---------- Data to process
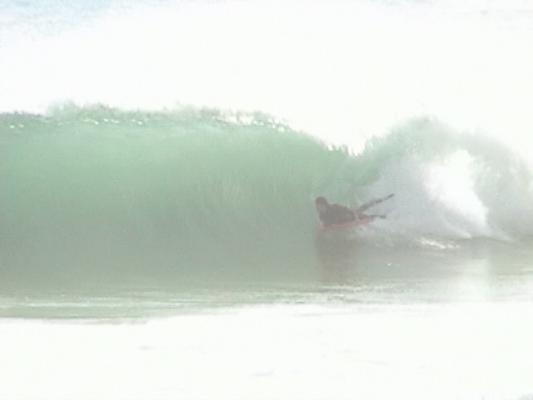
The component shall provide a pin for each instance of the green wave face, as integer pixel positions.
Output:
(90, 196)
(102, 194)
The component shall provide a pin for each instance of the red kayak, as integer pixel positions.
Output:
(347, 225)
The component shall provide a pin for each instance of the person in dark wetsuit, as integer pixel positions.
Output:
(335, 214)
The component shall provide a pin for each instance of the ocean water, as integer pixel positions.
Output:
(159, 163)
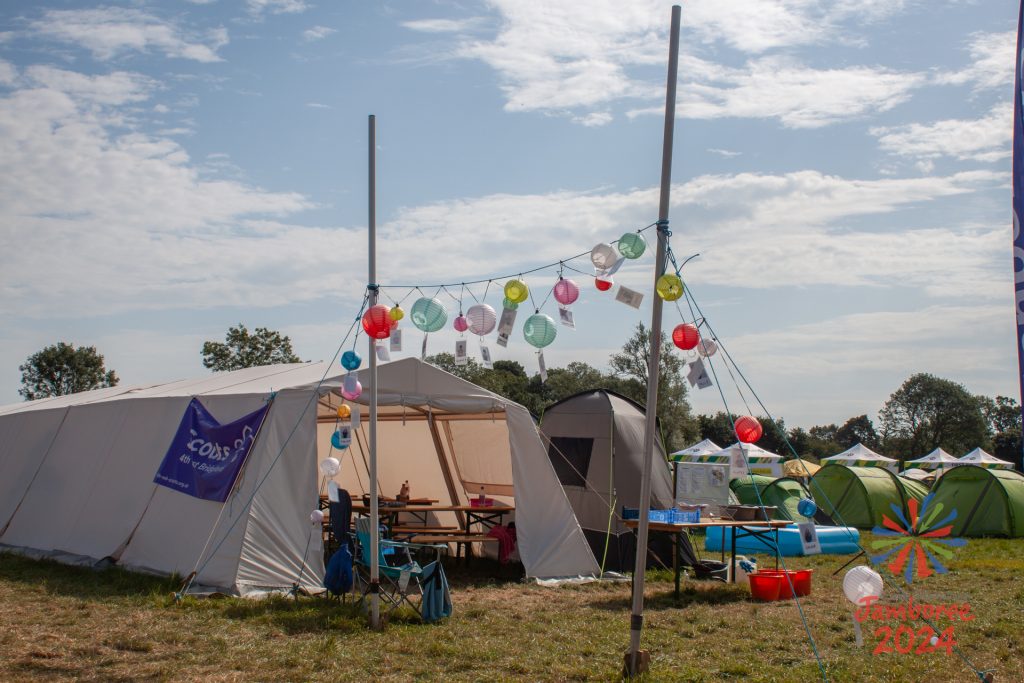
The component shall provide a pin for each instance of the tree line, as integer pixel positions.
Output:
(924, 414)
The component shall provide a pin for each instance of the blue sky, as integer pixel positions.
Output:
(843, 169)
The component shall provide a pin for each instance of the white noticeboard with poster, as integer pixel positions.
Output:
(698, 483)
(771, 467)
--------------------
-- Requirements --
Reproduce the rows from the line containing "sky, as integer pixel positions." through the end of the rows, both ends included, with "noticeboard" switched to "bulletin board" and everything else left unchanged.

-- Complete output --
The component shall provide a pin for each instance of the blue sky, as integer pixel positions.
Output:
(843, 169)
The component shall provide a pin for each instance of the white bulletin board with poster, as integer pixel positions.
Output:
(698, 483)
(771, 467)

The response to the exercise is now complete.